### Prompt
Show every line in the records below that contains the string "tree", copying each such line in full. Case counts when matching.

### Records for the exercise

==================================================

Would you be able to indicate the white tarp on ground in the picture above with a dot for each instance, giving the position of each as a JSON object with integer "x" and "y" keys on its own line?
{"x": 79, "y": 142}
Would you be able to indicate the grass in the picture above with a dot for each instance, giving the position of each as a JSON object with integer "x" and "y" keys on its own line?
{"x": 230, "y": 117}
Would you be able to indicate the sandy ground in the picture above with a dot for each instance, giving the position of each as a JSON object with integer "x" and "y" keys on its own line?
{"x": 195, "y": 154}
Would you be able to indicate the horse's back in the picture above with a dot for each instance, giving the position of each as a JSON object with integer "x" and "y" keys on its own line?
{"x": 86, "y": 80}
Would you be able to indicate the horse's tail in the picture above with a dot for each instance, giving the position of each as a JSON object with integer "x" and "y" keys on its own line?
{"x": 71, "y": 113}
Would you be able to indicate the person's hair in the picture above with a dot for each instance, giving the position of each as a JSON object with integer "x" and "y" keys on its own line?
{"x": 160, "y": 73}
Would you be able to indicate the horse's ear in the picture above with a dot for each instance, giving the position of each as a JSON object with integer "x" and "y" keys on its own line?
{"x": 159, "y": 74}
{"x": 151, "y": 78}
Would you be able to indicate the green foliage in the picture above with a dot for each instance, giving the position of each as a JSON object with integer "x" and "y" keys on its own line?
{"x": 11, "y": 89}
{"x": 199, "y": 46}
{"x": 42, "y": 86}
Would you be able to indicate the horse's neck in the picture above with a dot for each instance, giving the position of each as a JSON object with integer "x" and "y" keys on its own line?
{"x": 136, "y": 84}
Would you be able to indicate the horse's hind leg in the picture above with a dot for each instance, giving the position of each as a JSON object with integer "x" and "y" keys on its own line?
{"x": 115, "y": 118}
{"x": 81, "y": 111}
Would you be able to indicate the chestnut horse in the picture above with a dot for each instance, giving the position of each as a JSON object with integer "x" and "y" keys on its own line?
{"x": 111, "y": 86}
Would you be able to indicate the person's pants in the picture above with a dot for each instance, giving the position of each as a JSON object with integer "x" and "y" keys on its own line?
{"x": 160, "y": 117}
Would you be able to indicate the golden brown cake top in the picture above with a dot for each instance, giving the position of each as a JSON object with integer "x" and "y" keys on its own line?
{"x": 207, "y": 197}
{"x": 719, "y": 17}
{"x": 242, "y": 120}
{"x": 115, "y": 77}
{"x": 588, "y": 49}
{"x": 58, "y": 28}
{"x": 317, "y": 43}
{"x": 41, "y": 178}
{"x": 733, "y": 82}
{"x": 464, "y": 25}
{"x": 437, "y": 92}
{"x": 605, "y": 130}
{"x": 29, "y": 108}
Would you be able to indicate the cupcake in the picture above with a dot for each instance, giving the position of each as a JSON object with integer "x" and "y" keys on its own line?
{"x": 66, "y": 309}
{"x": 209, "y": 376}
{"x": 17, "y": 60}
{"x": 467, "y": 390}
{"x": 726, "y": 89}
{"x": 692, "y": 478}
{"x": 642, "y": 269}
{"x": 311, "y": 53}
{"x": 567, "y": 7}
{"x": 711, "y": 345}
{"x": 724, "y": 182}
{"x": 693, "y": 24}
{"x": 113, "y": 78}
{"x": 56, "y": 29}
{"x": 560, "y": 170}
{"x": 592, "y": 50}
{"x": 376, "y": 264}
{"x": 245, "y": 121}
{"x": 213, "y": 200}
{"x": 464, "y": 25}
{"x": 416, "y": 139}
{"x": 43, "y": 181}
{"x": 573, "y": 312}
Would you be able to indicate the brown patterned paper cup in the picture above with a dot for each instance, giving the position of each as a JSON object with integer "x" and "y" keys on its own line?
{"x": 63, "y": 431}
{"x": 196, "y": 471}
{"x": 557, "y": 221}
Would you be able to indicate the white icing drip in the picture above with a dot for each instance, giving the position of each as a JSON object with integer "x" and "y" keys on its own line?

==================================================

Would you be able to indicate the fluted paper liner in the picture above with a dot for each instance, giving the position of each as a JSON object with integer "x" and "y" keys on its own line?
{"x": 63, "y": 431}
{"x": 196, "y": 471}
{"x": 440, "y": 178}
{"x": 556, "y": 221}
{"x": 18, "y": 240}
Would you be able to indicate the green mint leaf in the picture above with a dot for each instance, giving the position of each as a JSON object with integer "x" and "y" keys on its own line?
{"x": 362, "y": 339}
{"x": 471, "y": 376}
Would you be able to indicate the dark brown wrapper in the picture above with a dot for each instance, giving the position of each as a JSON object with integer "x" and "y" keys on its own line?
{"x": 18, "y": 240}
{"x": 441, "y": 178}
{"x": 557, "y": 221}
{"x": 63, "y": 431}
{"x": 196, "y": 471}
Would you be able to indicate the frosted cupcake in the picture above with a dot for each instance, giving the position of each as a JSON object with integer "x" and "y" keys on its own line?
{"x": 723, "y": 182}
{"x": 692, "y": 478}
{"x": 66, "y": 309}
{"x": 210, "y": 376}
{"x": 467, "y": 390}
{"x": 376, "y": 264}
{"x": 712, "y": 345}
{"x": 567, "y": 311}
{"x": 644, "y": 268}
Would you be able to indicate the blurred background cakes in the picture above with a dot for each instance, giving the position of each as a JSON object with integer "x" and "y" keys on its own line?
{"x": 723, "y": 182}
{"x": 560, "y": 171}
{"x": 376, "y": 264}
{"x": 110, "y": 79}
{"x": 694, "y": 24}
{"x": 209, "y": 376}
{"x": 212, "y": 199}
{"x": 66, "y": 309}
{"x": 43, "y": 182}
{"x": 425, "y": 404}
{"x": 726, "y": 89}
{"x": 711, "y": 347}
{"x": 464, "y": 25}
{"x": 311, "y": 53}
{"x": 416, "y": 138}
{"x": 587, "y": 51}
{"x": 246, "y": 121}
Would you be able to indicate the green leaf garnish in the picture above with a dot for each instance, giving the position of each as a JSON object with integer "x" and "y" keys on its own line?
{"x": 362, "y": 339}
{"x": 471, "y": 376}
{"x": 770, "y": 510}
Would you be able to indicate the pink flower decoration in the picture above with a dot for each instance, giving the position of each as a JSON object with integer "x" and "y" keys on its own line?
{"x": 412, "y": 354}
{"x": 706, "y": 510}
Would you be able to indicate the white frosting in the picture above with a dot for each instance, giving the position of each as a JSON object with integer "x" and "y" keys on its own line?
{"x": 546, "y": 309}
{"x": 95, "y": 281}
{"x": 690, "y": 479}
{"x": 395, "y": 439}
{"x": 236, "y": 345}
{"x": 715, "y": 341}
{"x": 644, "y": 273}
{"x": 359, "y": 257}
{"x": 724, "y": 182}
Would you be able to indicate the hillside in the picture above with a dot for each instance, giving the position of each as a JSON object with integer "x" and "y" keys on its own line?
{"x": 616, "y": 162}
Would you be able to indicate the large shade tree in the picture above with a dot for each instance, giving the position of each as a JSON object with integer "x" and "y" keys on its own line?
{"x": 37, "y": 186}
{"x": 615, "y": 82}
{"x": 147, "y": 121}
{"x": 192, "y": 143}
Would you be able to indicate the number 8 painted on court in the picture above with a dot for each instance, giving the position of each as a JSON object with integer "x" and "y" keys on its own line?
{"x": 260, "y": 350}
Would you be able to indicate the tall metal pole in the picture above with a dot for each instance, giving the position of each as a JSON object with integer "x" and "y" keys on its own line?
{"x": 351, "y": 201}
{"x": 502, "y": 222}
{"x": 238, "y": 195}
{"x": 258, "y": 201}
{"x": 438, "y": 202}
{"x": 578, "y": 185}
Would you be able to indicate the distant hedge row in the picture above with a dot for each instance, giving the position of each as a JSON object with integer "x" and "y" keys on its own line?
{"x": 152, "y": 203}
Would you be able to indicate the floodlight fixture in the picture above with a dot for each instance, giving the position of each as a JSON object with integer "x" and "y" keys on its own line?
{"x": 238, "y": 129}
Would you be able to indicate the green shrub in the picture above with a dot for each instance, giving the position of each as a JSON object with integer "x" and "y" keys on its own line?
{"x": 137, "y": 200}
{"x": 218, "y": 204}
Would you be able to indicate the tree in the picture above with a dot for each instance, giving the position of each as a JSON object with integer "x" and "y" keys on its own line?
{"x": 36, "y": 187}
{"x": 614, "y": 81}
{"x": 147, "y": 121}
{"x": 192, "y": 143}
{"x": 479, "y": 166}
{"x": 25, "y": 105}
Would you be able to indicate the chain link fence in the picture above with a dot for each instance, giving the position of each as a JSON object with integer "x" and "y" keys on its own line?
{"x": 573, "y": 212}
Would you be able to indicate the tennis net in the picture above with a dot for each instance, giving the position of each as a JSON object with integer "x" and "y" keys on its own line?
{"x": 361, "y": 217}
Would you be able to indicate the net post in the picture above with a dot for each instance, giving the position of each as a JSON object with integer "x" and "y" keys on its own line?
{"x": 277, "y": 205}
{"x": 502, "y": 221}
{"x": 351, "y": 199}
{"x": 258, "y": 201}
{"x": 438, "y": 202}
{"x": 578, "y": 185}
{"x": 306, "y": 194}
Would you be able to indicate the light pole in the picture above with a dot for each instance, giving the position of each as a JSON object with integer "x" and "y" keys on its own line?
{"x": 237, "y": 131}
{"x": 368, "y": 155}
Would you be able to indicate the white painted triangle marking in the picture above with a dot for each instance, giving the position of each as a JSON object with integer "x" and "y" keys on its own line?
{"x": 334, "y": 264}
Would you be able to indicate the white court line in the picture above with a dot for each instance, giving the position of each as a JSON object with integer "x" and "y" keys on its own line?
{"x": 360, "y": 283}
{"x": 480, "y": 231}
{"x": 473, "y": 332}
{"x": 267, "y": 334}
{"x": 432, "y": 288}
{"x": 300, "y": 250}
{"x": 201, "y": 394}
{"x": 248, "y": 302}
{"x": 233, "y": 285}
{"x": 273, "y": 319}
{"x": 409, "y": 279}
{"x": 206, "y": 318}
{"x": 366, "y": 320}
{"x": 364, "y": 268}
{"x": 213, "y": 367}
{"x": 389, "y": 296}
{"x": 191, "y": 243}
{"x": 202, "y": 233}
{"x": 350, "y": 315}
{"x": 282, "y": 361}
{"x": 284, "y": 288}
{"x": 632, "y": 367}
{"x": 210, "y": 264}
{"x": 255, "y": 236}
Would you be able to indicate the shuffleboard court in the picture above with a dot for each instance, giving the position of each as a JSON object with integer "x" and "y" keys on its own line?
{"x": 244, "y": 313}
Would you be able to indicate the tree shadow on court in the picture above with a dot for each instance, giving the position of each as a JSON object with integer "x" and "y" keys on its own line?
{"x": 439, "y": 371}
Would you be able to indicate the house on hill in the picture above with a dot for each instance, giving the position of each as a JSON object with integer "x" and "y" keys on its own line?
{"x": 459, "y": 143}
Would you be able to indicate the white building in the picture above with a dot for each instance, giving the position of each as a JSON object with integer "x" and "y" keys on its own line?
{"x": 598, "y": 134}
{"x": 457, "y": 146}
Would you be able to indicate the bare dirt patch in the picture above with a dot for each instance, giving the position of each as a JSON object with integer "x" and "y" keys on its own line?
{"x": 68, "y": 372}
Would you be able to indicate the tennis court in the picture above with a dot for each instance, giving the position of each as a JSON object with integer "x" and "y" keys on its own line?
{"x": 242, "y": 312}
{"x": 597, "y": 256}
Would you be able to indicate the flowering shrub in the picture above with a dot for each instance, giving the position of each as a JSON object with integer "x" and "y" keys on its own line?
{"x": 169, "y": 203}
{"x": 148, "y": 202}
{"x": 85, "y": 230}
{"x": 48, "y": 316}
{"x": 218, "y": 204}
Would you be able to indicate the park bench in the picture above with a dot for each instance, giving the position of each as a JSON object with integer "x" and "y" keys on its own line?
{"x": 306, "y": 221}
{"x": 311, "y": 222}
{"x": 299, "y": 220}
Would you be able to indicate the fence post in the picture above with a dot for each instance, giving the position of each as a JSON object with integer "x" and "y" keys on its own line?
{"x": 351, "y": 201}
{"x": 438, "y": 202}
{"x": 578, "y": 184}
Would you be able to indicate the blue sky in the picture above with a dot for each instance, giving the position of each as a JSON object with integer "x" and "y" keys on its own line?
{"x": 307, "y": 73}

==================================================

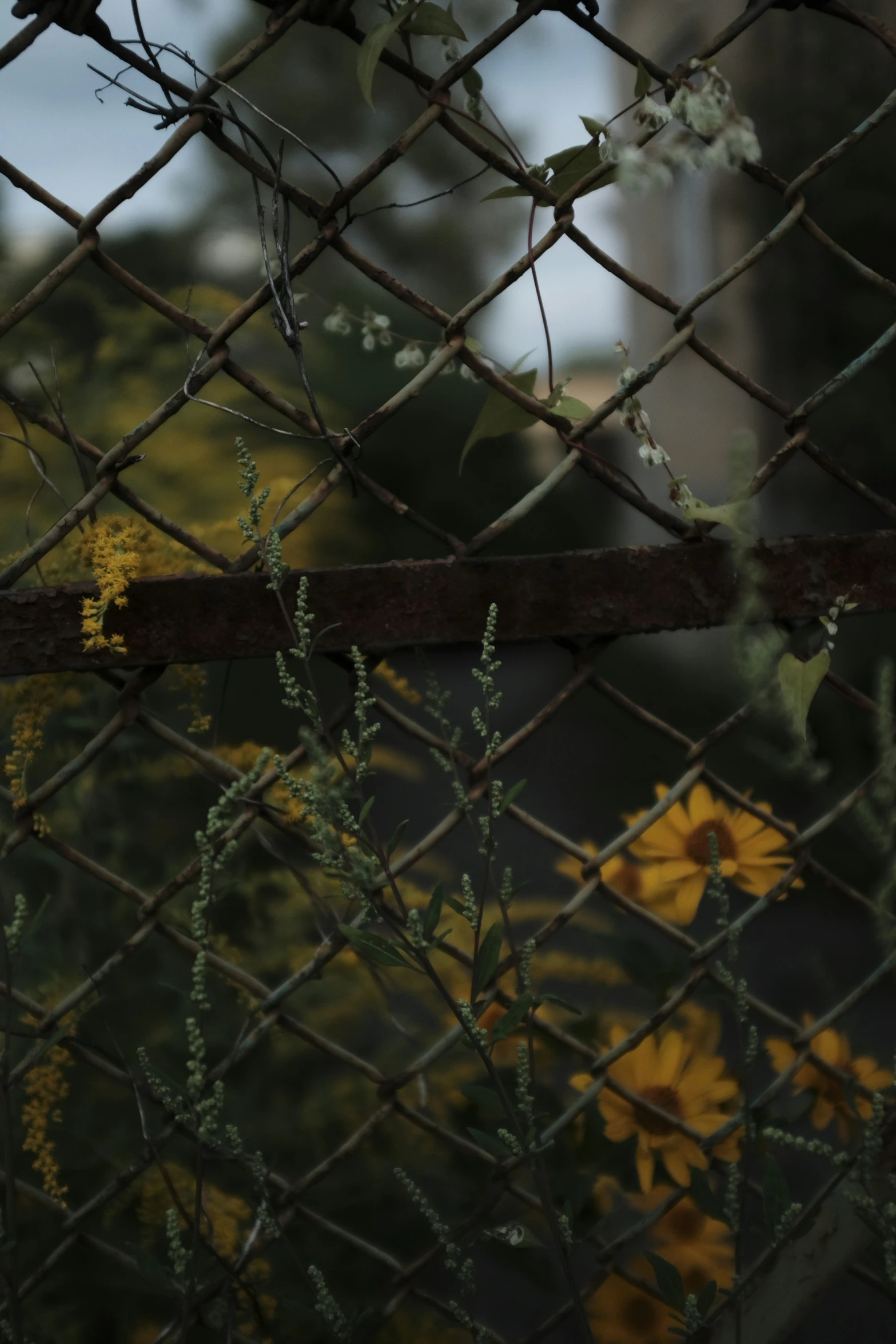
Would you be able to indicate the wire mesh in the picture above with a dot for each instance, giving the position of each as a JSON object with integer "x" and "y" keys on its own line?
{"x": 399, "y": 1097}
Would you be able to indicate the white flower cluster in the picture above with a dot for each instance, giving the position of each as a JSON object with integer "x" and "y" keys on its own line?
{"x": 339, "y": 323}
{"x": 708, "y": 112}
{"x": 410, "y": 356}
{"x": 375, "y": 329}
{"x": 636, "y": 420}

==================================================

### Result of the exercise
Would you be able to indicate the large shade tree in the picture above with a dot for each instance, giving the position of each as a JSON object with integer "x" and "y" keys on its own line?
Would you be able to indicate the tree in the picture above with a dot for each instance, giving the position of each as a JSON object with integer "x" and "y" keys on its own line?
Would you be able to indicate the tree shadow on court in the picture above with a dot for each instance, giving the position of each as a JSON object with integer "x" and "y" keys on its own line?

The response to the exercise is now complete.